§ **WHAT IS EXPECTED**:
Using the records below, filter for lines that contain the string "Identify" and copy them out.

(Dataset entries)
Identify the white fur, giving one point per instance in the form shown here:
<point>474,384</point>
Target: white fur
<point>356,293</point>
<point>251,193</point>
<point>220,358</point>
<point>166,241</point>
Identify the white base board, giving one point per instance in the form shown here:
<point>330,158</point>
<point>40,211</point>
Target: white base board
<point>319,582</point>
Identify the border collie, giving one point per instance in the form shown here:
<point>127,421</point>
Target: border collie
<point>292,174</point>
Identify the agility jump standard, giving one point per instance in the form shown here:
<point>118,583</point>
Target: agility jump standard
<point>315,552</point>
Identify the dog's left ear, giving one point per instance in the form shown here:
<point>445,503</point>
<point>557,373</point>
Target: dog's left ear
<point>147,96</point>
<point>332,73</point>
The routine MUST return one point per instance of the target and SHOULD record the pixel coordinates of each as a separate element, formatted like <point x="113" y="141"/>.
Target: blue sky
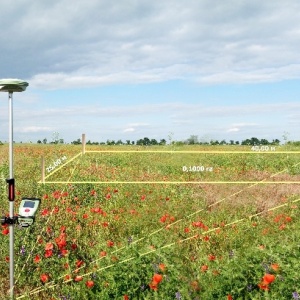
<point x="133" y="69"/>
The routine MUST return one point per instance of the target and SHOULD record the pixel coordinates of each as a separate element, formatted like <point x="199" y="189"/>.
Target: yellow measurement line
<point x="172" y="182"/>
<point x="199" y="152"/>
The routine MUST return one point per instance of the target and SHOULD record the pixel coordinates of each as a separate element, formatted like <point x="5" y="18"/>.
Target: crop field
<point x="159" y="222"/>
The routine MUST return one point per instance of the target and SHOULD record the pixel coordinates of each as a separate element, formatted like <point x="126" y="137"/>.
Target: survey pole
<point x="11" y="86"/>
<point x="11" y="196"/>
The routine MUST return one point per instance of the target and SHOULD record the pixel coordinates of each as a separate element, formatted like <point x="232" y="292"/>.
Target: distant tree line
<point x="192" y="140"/>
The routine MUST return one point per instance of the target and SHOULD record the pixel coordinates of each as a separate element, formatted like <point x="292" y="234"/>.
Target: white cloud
<point x="31" y="129"/>
<point x="64" y="44"/>
<point x="131" y="129"/>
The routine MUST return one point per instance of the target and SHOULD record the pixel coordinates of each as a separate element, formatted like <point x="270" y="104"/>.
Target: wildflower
<point x="211" y="257"/>
<point x="67" y="277"/>
<point x="157" y="278"/>
<point x="49" y="246"/>
<point x="90" y="284"/>
<point x="275" y="267"/>
<point x="110" y="243"/>
<point x="78" y="278"/>
<point x="22" y="251"/>
<point x="162" y="267"/>
<point x="204" y="268"/>
<point x="296" y="295"/>
<point x="268" y="278"/>
<point x="48" y="253"/>
<point x="5" y="231"/>
<point x="44" y="278"/>
<point x="37" y="259"/>
<point x="79" y="263"/>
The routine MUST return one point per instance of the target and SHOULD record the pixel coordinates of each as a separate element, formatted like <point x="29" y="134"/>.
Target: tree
<point x="162" y="142"/>
<point x="77" y="142"/>
<point x="154" y="142"/>
<point x="192" y="140"/>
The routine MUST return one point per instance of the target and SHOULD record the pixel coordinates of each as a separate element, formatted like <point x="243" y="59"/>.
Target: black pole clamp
<point x="11" y="189"/>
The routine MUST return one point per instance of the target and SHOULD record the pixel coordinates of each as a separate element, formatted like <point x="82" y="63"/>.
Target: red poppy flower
<point x="204" y="268"/>
<point x="37" y="259"/>
<point x="48" y="253"/>
<point x="79" y="263"/>
<point x="157" y="278"/>
<point x="110" y="243"/>
<point x="44" y="278"/>
<point x="90" y="284"/>
<point x="268" y="278"/>
<point x="211" y="257"/>
<point x="162" y="267"/>
<point x="78" y="278"/>
<point x="49" y="246"/>
<point x="275" y="267"/>
<point x="5" y="231"/>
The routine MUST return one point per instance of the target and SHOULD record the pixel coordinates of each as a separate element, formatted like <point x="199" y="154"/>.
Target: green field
<point x="165" y="222"/>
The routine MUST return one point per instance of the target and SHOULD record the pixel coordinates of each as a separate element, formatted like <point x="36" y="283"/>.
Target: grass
<point x="155" y="241"/>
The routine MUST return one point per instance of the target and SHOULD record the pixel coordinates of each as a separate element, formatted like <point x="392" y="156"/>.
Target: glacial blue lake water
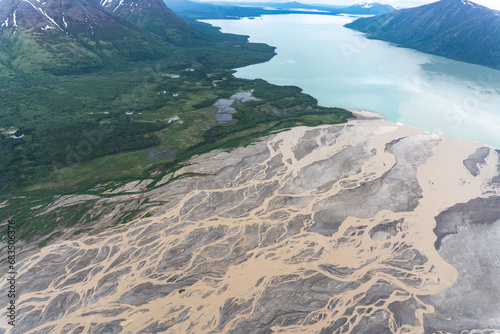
<point x="342" y="68"/>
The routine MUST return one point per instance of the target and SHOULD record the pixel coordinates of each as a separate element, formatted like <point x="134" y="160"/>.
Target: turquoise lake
<point x="341" y="68"/>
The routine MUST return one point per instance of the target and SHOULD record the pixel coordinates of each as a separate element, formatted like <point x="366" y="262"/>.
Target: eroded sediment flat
<point x="312" y="230"/>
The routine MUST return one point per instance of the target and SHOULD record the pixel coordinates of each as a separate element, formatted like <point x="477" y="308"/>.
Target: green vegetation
<point x="85" y="133"/>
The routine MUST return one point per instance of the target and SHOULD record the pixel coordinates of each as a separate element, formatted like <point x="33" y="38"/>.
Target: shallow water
<point x="341" y="68"/>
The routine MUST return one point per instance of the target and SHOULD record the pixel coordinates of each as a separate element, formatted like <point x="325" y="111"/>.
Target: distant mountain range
<point x="455" y="29"/>
<point x="193" y="10"/>
<point x="55" y="35"/>
<point x="81" y="36"/>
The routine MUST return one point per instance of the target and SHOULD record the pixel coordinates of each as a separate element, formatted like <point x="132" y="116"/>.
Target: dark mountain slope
<point x="456" y="29"/>
<point x="154" y="16"/>
<point x="56" y="35"/>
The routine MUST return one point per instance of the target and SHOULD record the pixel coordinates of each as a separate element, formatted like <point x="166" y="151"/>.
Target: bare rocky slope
<point x="365" y="227"/>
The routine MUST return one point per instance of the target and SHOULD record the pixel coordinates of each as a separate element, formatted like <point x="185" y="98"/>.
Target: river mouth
<point x="341" y="68"/>
<point x="311" y="230"/>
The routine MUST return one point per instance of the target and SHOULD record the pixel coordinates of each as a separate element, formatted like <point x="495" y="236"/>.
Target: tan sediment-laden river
<point x="330" y="229"/>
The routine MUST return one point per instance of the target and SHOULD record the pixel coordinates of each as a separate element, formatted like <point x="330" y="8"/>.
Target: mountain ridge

§ **TASK RESPONSE**:
Identify the white fur, giving one point per instance in the form shown here:
Identify the white base board, giving one point per instance in the form shown here:
Identify the border collie, giving one point per instance in the form shown here:
Identify the agility jump standard, giving one point per instance in the form shown here:
Identify the dog's left ear, giving one point per instance in the form shown here:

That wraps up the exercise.